### WRITTEN EXERCISE A
Answer these questions from the Game of Life tutorial:
(i) How many lines long is the Game of Life program the tutorial walks through?
(ii) What core Tachikoma pattern does it demonstrate?
(iii) Which key sets the quit field to true in the update! function?
### WRITTEN EXERCISE B
Tally the lines of the records that contain the string "window". Reply with the number only.

# GIVEN TEXT start

Game of Life
This tutorial walks through the 25-line Conway's Game of Life shown on the front page. It demonstrates the core Tachikoma pattern — Model/update!/view — with a cellular automaton that runs at interactive frame rates.
The Complete Code
using Tachikoma
@kwdef mutable struct Life <: Model
quit::Bool = false
grid::Matrix{Bool} = rand(24, 80) .< 0.25
end
Tachikoma.should_quit(m::Life) = m.quit
function Tachikoma.update!(m::Life, e::KeyEvent)
e.key == :escape && (m.quit = true)
end
function Tachikoma.view(m::Life, f::Frame)
h, w = size(m.grid)
g = m.grid
nc = [sum(g[mod1(i+di,h), mod1(j+dj,w)]
for di in -1:1, dj in -1:1) - g[i,j]
for i in 1:h, j in 1:w]
g .= (nc .== 3) .| (g .& (nc .== 2))

# GIVEN TEXT end
# SUPPLIED DATA start

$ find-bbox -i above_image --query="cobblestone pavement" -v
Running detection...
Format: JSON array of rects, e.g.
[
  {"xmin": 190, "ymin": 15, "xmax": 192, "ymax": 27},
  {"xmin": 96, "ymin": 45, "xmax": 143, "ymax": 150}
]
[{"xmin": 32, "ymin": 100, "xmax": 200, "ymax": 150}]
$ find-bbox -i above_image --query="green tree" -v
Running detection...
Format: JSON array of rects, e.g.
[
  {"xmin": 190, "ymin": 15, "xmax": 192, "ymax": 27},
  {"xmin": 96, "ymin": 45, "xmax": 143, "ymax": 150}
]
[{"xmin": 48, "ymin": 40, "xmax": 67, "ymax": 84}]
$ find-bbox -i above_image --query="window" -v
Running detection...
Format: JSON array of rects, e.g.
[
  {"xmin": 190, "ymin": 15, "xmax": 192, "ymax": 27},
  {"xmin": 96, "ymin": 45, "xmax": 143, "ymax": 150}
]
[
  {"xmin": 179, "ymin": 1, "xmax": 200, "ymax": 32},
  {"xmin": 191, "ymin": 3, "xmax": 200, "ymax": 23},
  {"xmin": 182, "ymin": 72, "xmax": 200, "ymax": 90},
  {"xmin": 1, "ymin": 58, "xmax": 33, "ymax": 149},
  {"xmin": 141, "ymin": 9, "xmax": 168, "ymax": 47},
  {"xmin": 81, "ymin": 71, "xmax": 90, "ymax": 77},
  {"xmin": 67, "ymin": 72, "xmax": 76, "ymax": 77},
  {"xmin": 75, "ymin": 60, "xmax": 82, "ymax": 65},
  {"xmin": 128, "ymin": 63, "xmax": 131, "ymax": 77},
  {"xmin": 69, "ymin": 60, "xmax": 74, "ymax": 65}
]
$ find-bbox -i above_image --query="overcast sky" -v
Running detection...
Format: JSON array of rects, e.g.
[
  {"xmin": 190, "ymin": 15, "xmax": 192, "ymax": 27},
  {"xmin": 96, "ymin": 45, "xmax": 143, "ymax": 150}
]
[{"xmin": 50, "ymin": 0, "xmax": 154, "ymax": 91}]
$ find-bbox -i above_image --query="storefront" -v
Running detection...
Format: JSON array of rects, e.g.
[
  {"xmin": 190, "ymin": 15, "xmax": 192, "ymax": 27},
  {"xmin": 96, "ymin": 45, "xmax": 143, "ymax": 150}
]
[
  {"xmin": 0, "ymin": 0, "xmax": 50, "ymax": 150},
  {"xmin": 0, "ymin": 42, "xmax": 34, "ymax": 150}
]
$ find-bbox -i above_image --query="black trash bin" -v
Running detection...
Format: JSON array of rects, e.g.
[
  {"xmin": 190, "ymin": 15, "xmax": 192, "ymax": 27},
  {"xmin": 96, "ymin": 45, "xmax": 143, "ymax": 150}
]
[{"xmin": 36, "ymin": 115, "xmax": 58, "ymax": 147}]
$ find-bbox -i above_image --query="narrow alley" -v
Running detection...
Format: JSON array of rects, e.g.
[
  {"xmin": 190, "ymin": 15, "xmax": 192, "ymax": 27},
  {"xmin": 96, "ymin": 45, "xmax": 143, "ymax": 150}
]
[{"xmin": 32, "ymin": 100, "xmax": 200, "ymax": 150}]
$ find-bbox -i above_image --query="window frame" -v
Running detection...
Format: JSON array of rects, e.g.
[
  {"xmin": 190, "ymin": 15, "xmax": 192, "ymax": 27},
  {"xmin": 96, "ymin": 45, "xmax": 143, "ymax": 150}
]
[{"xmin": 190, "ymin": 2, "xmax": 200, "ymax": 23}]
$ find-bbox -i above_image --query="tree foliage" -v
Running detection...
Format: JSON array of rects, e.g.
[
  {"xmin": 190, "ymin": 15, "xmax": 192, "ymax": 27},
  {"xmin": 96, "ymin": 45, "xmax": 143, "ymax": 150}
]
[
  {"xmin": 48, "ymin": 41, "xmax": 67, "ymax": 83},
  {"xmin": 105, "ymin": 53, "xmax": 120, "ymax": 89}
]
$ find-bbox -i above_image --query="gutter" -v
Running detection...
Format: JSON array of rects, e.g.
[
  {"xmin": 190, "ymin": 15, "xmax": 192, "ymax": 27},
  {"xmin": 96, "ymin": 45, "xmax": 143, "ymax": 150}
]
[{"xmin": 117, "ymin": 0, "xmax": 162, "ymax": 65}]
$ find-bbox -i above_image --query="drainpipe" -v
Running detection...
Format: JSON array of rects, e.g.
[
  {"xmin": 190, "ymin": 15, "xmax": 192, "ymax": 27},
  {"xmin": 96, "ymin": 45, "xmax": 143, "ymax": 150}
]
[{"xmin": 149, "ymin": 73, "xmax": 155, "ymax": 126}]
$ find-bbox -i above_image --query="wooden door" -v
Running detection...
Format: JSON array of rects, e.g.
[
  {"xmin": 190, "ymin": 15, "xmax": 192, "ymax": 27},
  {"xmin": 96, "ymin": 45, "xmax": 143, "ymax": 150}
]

# SUPPLIED DATA end

### EXERCISE OUTPUT A
(i) 25 lines
(ii) Model/update!/view
(iii) :escape

### EXERCISE OUTPUT B
2